* [Passage provided]
Conflict can erupt when parties differ significantly in power, status, or culture. Power. If dependence is not mutual, but one way, the potential for conflict increases. If party A needs the collaboration of party B to accomplish its goals, but B does not need A’s assistance, antagonism may develop. B has power over A, and A has nothing with which to bargain. A good example is the quality control system in many factories. Production workers might be highly dependent upon INSPECTORS to approve their work, but this dependence is not reciprocated. The inspectors might have a separate boss, their own office, and their own circle of friends (other inspectors). In this case, production workers might begin to treat inspectors with hostility, one of the symptoms of conflict.
Status. Status differences provide little impetus for conflict when people of lower status are dependent upon those of higher status. This is the way organizations often work, and most members are socialized to expect it. However because of the design of the work, there are occasions when employees with technically lower status find themselves giving orders to, or controlling the tasks of, higher-status people . The restaurant business provides a good example. In many restaurants, lower-status waiters and waitresses give orders and initiate queries to higher-status cooks or chefs. The latter might come to resent this reversal of usual lines of influence.10 The advent of the “electronic office” led to similar kinds of conflict. As secretaries mastered the complexities of electronic mail, they found themselves having to educate senior executives about the capabilities and limitations of such systems. Some executives are defensive about this reversal of roles.

* [Exercise brief]
According to the passage on power and status as sources of conflict, who in many restaurants gives orders to higher-status cooks or chefs?

* [Information shown]
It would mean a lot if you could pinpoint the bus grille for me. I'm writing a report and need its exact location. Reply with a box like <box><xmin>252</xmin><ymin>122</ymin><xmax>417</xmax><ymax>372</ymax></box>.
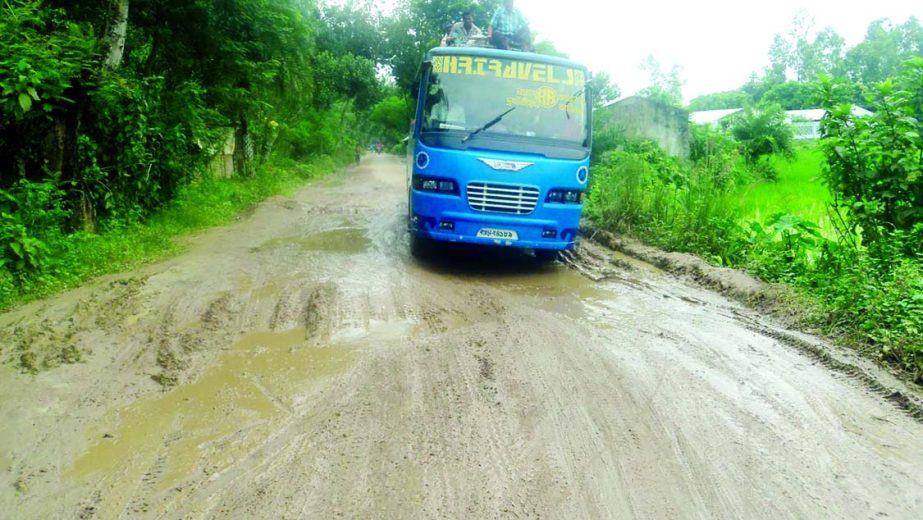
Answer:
<box><xmin>468</xmin><ymin>182</ymin><xmax>538</xmax><ymax>215</ymax></box>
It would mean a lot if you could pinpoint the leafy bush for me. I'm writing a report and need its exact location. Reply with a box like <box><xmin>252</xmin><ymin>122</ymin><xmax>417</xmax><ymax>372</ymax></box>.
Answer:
<box><xmin>0</xmin><ymin>180</ymin><xmax>68</xmax><ymax>280</ymax></box>
<box><xmin>587</xmin><ymin>142</ymin><xmax>735</xmax><ymax>257</ymax></box>
<box><xmin>822</xmin><ymin>57</ymin><xmax>923</xmax><ymax>253</ymax></box>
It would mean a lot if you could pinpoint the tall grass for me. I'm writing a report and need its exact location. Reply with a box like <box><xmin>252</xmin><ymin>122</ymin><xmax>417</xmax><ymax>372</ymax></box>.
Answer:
<box><xmin>729</xmin><ymin>141</ymin><xmax>833</xmax><ymax>232</ymax></box>
<box><xmin>0</xmin><ymin>152</ymin><xmax>349</xmax><ymax>310</ymax></box>
<box><xmin>587</xmin><ymin>138</ymin><xmax>923</xmax><ymax>384</ymax></box>
<box><xmin>587</xmin><ymin>152</ymin><xmax>737</xmax><ymax>257</ymax></box>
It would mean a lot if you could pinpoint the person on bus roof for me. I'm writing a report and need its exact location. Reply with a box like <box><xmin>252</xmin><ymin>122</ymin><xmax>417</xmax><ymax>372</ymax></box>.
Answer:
<box><xmin>487</xmin><ymin>0</ymin><xmax>532</xmax><ymax>51</ymax></box>
<box><xmin>443</xmin><ymin>11</ymin><xmax>482</xmax><ymax>47</ymax></box>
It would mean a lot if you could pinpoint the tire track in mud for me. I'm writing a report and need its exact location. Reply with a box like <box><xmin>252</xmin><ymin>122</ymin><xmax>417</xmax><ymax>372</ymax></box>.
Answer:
<box><xmin>741</xmin><ymin>320</ymin><xmax>923</xmax><ymax>424</ymax></box>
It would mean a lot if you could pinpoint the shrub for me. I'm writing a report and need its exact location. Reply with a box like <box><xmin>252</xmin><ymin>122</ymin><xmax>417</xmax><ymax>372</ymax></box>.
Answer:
<box><xmin>822</xmin><ymin>57</ymin><xmax>923</xmax><ymax>250</ymax></box>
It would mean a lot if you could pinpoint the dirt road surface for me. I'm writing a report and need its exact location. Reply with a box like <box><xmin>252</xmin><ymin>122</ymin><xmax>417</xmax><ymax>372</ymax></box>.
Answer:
<box><xmin>0</xmin><ymin>156</ymin><xmax>923</xmax><ymax>519</ymax></box>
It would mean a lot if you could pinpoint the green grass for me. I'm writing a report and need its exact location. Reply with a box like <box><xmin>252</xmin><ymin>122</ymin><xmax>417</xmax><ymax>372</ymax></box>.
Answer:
<box><xmin>0</xmin><ymin>152</ymin><xmax>346</xmax><ymax>310</ymax></box>
<box><xmin>730</xmin><ymin>142</ymin><xmax>832</xmax><ymax>234</ymax></box>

* [Response below]
Lower-status waiters and waitresses.